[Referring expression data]
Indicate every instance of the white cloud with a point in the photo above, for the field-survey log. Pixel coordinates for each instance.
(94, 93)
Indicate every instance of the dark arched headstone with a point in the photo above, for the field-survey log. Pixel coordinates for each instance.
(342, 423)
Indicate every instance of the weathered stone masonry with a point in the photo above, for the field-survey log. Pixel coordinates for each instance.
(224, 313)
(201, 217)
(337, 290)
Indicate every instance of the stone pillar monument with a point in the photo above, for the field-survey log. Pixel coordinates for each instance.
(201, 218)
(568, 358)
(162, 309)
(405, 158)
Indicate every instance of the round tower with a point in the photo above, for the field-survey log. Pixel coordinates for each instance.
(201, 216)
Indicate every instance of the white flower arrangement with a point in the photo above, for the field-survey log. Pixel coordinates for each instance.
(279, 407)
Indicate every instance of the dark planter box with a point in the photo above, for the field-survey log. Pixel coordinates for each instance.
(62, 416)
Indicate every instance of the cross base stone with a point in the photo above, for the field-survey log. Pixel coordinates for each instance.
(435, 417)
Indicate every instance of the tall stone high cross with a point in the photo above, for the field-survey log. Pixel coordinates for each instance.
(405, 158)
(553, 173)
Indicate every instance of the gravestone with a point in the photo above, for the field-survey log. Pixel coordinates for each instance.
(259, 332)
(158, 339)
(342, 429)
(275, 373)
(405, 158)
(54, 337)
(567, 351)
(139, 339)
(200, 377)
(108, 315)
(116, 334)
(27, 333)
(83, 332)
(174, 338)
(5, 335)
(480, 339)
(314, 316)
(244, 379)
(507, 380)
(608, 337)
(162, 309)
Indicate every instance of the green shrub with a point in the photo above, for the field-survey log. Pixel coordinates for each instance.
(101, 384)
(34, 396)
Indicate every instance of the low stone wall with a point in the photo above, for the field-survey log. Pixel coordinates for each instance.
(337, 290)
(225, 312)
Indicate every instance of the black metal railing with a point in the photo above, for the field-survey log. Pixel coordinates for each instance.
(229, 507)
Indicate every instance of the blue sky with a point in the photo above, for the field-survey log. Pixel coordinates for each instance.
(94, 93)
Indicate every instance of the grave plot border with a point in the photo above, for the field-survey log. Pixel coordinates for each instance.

* TASK OBJECTIVE:
All of the entries above should be written out again exactly.

* TASK OUTPUT:
Indicate every instance of the white cloud with a point in the photo above, for the field-survey log. Pixel coordinates for each instance.
(94, 93)
Indicate every instance of the dark arched headstone with a point in the photo above, for the field-survey log. Pixel coordinates for each instance.
(342, 423)
Indicate every instance of the weathered stone masonry with a point in the photo above, for the field-survey log. Pixel coordinates for each instance.
(224, 313)
(201, 217)
(337, 290)
Indicate every instance of the stone pillar monument with a point in the photo above, for the field-survey log. Pixel coordinates for each instance.
(201, 218)
(568, 358)
(162, 309)
(405, 158)
Indicate every instance of the round tower with a point in the photo above, for the field-survey log. Pixel coordinates for each instance.
(201, 216)
Indicate every instance of the white flower arrangement with a point in the photo above, for the field-survey log. Pixel coordinates for each instance.
(279, 407)
Indicate every instance of the dark planter box with a point in the photo above, for the field-survey log. Pixel coordinates for each instance.
(62, 416)
Indicate every instance of the cross base stone with a point in the photo above, for the field-survey log. Pixel coordinates for each instance.
(435, 417)
Indicate every instance of the tall stone high cross with a point in the photo above, for the field-survey log. Pixel coordinates for each instance.
(405, 158)
(553, 173)
Indicate every instance of the gravestone with a point in the photo above, for the field-survey log. Pixel coordinates for each instance.
(259, 332)
(158, 339)
(342, 429)
(275, 373)
(405, 158)
(54, 337)
(567, 351)
(139, 339)
(200, 377)
(108, 315)
(116, 334)
(27, 333)
(83, 332)
(174, 338)
(5, 335)
(480, 339)
(314, 316)
(244, 379)
(507, 380)
(608, 337)
(162, 309)
Indicate every instance of the green shrub with a point in the photo above, for the field-survey log. Pixel coordinates for each instance.
(101, 384)
(34, 396)
Indicate every instance of the low stone wall with a point in the photo above, for the field-survey log. Pixel coordinates for each instance.
(337, 290)
(225, 312)
Indicate every instance of the black metal railing with a point in the photo above, for the field-survey log. Pixel coordinates for each instance.
(229, 507)
Indicate every instance of the blue sky with a point in the photo above, for the field-survey log. Pixel coordinates for each instance.
(94, 93)
Indicate every instance of the grave plot border with a point in the photo above, for the field-survey log. Pixel coordinates for each instance.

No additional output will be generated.